_What the task asks_
Return every one of the records below line for line, with no change to any wording or number.

## begin

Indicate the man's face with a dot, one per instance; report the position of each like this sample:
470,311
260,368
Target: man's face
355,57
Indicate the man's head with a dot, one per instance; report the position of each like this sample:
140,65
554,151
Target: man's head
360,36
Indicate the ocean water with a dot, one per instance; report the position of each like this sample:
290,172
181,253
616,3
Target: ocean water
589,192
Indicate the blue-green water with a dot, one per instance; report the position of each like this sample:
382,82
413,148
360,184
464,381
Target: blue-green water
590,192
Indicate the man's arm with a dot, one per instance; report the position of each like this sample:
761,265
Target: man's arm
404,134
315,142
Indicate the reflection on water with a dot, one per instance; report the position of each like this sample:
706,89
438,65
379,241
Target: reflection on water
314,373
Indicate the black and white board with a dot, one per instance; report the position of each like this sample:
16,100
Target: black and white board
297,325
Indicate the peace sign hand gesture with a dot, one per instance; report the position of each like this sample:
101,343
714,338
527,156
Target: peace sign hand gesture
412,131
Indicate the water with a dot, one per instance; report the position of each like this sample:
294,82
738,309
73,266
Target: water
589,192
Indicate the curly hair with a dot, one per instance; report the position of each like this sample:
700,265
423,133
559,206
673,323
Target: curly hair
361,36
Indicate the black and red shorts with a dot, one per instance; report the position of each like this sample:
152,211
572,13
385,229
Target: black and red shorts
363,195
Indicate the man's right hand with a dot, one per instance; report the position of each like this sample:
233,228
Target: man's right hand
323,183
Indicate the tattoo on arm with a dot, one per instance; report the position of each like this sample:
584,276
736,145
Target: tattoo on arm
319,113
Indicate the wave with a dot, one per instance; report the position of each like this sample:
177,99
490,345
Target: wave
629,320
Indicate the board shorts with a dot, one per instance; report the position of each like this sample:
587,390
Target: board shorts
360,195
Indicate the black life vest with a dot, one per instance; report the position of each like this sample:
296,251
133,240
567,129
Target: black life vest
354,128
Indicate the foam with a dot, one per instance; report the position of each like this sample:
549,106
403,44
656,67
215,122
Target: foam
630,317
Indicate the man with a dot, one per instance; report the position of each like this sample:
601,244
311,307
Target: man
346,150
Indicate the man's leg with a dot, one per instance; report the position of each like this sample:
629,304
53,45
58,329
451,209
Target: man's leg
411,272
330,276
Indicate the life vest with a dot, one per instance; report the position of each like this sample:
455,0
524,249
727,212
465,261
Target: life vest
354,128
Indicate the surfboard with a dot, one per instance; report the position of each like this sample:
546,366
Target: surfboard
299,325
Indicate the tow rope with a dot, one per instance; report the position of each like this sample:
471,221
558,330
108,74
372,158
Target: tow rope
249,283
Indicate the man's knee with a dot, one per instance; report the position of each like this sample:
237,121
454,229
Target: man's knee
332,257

## end

_The reply_
Indicate the man's face with a dot, one per instance; report the position of each like this sample:
470,311
260,368
Target: man's face
355,57
Indicate the man's head with a dot, one per instance; report the position of each like this sample:
140,65
554,151
Target: man's head
360,36
Indicate the ocean water with a dot, one per instance; report the position of each like this sample:
290,172
181,253
616,3
Target: ocean water
589,192
Indicate the blue-green water with a dot, one per instance; report the position of each like this sample:
382,82
413,148
360,184
464,381
Target: blue-green water
590,192
Indicate the man's arm with a dot, one per instance; report the position of each like this sample:
761,265
Target: man's arm
404,134
315,142
Indicate the reflection on water with a dot, one per instance; report the position of each like this sample:
706,89
438,65
379,241
Target: reflection on water
314,373
Indicate the black and white board with a dot, one per instance; report the position of each like this sample:
16,100
Target: black and white board
297,325
Indicate the peace sign hand gesture with a dot, one per instance; report the position of each like this sample:
101,343
714,338
527,156
Target: peace sign hand gesture
412,131
Indicate the water with a dot, one per instance; report the position of each like this sample:
294,82
738,309
73,266
Target: water
589,192
Indicate the curly hair with a dot, one per instance; report the position of each like this sample:
700,265
423,133
559,206
673,323
Target: curly hair
361,36
Indicate the black and red shorts with a dot, one per instance; report the position of each like this sample:
152,211
572,13
385,229
Target: black and red shorts
363,195
Indicate the man's right hand with a dot, one per instance; report the position of each like this sample:
233,228
Target: man's right hand
323,183
Indicate the tattoo on arm with a dot, one per instance; report the position of each like this sample:
584,276
736,145
Target: tattoo on arm
319,113
Indicate the wave with a dot, one per instance; report the position of each like this sample:
177,99
490,345
Target: wave
629,320
Indicate the board shorts with a dot, one per instance; report the position of each like this sample:
587,390
Target: board shorts
360,195
Indicate the black life vest with a dot, one per instance; report the position of each like this sample:
296,251
133,240
567,129
Target: black life vest
354,128
Indicate the foam with a dot, one per instance; report the position of each like this sample:
549,106
403,44
656,67
215,122
Target: foam
630,317
Indicate the man with a dot, one per instance; report the position of each like this sample:
601,244
311,307
Target: man
346,150
Indicate the man's leg with a dot, one per instance; report the position of each like this sample:
629,304
53,45
58,329
451,209
Target: man's leg
411,272
330,276
Indicate the life vest with a dot, one per instance; report the position of each like this sample:
455,0
524,249
727,212
465,261
Target: life vest
354,128
Indicate the surfboard with a dot, one per instance; report the position of each like this sample:
546,366
Target: surfboard
299,325
Indicate the tow rope with a dot, one per instance; report the position of each like this sample:
471,221
558,330
108,74
372,158
Target: tow rope
249,283
Indicate the man's knee with a dot, one per instance; report the position of each like this sample:
237,121
454,229
Target: man's knee
332,257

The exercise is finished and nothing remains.